= Text section =
From The University of California:


16 Comments to “Spoiler alert: spoilers make you enjoy stories more”

  1. the Other Diana

    Not really. I can think of several Spoilers that let me know that book/movie wasn’t for me.

    I don’t know of any spoilers that made me enjoy it more.

    A spoiler in a mystery would defeat the purpose, no?

  2. Gee, I’ll have to spoil my readers more (those not already spoiled.)

    Though that guy Gallagher warned us about them there California types. He said they twas like a bowl of granola, what ain’t nuts and fruit be flakes …

    (Course one of me brothers lived over there for ten years, seems he blended right in.)

  3. Half of the book descriptions I read are basically spoilers. Sometimes movie trailers give you the whole plot, and DH and I look at each other and ask ourselves why would we bother to go watch?

    Dean Wesley Smith has blog posts on writing descriptions so they are not spoilers; I like those better – but I’m not sure everyone does.

    • I pass those books right over. As you said, what’s the point if the entire story is laid out in the description?

      • There is one very strong reason: because the how is much more important than the what.

        It works for some kinds of mysteries: you know who the killer is from the beginning, and it is more suspenseful to wonder if he/she is going to get away with it than it would be to have someone unmasked only in the final chapter. Readers like being in on the suspense.

        And it works for books with impossible premises (like mine); you read to find out if it is possible – and how – to get from point A. (the first chapter) to point B. (that spoiler in the prologue or the book’s description – the prologue works better). The more outrageous the possibility, the more that works as a hook.

= Dataset rows =
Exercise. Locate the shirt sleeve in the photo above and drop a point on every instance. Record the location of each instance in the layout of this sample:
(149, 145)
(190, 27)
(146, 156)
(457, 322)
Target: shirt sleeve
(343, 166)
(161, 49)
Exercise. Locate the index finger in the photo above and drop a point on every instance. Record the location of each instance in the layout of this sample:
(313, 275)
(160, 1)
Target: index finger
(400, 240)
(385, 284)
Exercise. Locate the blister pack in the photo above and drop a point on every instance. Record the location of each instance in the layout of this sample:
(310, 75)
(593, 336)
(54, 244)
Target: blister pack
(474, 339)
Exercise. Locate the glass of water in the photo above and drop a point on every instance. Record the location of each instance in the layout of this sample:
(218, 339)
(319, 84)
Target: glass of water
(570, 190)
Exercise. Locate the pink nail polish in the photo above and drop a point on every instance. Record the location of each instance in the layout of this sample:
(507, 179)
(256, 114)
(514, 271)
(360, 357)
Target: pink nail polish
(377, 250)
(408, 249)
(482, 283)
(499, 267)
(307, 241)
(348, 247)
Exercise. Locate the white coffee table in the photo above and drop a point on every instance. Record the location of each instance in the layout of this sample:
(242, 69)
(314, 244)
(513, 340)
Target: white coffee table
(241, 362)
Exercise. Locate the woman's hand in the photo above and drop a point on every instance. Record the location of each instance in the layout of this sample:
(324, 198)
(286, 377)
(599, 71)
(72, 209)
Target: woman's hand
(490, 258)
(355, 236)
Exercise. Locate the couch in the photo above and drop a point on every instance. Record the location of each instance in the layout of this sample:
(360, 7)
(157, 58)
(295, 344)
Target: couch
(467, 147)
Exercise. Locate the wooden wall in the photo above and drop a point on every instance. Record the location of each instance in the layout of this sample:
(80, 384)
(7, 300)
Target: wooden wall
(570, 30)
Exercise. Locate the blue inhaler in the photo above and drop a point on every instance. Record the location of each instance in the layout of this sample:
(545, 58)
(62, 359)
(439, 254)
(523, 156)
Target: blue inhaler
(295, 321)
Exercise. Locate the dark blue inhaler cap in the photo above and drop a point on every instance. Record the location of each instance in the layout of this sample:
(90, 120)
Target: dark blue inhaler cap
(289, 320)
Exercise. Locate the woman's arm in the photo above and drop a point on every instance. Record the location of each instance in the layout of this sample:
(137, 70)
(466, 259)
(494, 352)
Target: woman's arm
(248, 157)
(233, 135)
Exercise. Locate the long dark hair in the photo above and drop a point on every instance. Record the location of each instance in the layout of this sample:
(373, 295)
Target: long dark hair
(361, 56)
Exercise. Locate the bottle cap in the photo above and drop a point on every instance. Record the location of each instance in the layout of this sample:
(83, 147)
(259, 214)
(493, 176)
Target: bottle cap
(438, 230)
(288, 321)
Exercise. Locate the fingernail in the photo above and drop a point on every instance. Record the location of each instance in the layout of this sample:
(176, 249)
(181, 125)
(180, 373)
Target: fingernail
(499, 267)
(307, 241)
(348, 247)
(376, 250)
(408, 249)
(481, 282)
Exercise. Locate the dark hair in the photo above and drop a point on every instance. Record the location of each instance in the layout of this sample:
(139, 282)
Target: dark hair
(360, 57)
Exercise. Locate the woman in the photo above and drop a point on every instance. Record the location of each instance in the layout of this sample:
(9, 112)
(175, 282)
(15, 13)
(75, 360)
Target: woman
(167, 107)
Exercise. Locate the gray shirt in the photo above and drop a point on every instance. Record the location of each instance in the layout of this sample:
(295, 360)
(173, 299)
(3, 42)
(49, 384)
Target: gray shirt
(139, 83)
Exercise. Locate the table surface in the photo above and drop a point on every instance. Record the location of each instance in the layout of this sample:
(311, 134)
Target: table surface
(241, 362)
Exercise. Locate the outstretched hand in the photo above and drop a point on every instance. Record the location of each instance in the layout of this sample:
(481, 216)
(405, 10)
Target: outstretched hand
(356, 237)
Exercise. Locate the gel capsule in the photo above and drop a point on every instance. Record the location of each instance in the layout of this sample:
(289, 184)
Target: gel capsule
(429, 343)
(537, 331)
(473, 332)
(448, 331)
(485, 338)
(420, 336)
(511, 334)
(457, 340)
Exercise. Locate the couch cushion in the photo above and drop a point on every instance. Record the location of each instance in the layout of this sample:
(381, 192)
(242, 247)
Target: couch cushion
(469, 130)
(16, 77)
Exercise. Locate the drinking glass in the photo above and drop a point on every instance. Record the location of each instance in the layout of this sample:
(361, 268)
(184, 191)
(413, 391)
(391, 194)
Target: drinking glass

= Exercise requirements =
Pick up the comment thread on spoilers right after its last sentence and keep it going.

= Expected answer =
        • True!

          Most I’ve read that do it though, are usually new writers who aren’t really good at writing descriptions. =/

  4. I would’ve been extremely upset if GoT S6, Ep.5 had been spoiled for me. Other things, spoilers don’t bother me so much (I’m looking at you, The Walking Dead).

    Since people DO toss GoT spoilers all over the place, and the show is now “off book”, I signed on with HBONow instead of waiting for Amazon to get S6.

  5. Spoilers sure do help me enjoy a story more. I actively seek out spoilers, and I also quite often read the ends of books before the beginning. It helps me be excited about the story, TV show, or movie more than I would otherwise. Spoilers have often made me watch or read something I wouldn’t have bothered with otherwise.

  6. I just today read a Kirkus review for a Thriller that won’t be out until August. It basically outlined the entire plot, including twists, then had one paragraph about the author’s writing.

    Ugh. Movie trailers are even worse most of the time. I do get where the video is coming from, but there’s a difference between one spoiler and knowing the whole plot.

  7. I used to think spoilers were a bad thing, but over time I discovered that I am actually able to enjoy a story more if I’m not constantly being surprised by it. Knowing what’s going to happen ahead of time helps me to pay attention more closely to the nuances of the story.

  8. Reality Observer

    Meh. Guess I’m one of the odd ones out, here (so far, anyway). Can’t stand spoilers. Can’t stand snippets.

    I will watch something, or read something, again if it was good the first time. But it never, ever matches up to the first experience the second, third, etc. time around.

  9. Yeah, no. Some a-holes spoiled The Empire Strikes Back for me. “Wasn’t it amazing about Vader being Luke’s father?” they said on their way out of the movie (in the parking lot, but still!).

    Then some a-hole guy wanting to impress his date spoiled The Sting for me. I never wanted to murder anyone more than I did at that moment.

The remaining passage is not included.